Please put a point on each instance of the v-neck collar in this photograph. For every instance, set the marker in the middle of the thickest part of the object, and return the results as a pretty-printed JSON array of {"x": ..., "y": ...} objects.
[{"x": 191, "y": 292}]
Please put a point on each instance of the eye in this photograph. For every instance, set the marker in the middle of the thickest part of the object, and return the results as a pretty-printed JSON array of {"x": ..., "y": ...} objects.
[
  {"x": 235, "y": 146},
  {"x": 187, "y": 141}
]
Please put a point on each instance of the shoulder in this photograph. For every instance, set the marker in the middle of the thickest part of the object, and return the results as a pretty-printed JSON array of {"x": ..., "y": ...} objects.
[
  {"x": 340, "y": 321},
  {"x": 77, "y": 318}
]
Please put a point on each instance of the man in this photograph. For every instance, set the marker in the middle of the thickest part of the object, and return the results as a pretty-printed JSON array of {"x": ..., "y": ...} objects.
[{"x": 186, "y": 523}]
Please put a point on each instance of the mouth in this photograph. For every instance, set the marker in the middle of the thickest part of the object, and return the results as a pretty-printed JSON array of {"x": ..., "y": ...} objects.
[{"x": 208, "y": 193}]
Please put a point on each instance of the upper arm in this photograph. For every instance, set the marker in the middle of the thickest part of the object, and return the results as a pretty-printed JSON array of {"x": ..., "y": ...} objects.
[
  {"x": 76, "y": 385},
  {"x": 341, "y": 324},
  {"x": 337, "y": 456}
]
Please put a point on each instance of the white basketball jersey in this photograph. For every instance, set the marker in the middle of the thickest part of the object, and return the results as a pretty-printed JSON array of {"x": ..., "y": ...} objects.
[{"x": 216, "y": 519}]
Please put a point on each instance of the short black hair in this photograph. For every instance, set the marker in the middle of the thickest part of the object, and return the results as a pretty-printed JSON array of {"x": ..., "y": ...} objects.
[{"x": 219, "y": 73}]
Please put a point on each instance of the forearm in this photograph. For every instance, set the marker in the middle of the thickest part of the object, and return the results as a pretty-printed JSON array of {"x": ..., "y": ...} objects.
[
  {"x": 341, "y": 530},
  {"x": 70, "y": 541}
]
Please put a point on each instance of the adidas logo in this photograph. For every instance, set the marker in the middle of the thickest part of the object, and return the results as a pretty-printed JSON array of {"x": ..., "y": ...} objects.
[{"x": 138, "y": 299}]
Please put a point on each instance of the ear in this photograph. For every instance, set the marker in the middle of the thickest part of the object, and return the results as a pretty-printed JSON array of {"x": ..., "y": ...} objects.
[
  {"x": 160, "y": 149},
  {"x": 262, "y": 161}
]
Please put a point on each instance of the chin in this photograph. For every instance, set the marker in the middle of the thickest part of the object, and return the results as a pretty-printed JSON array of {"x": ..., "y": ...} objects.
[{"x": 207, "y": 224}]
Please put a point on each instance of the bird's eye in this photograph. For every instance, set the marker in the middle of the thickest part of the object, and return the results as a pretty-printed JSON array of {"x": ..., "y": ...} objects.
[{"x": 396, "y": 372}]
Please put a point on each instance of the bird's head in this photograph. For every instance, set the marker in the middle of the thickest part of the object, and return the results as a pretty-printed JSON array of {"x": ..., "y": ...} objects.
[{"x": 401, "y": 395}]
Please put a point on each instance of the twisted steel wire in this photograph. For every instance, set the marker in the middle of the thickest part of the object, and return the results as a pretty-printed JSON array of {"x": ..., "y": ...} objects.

Exercise aim: Put the material from the line containing "Please put a point on each instance of the bird's eye" through the end, that line included, into a Markdown table with the columns Row and Line. Number the rows and skip any blank lines.

Written solution:
| Row | Line |
|---|---|
| 1 | Please put a point on each instance of the bird's eye in this photograph. For every instance, set the marker in the middle of the thickest part of the object, and return the results as a pretty-printed JSON array of {"x": ..., "y": ...} objects. |
| 2 | [{"x": 396, "y": 372}] |
| 3 | Please put a point on each instance of the bird's head in this photograph. For every instance, set the marker in the middle of the thickest part of the object, and return the results as a pretty-printed JSON array of {"x": ..., "y": ...} objects. |
| 4 | [{"x": 401, "y": 395}] |
| 5 | Please put a point on each instance of the twisted steel wire in this photograph. For every instance, set the marker in the middle of the thickest part of the object, and return the results as a pretty-printed JSON array of {"x": ..., "y": ...} objects. |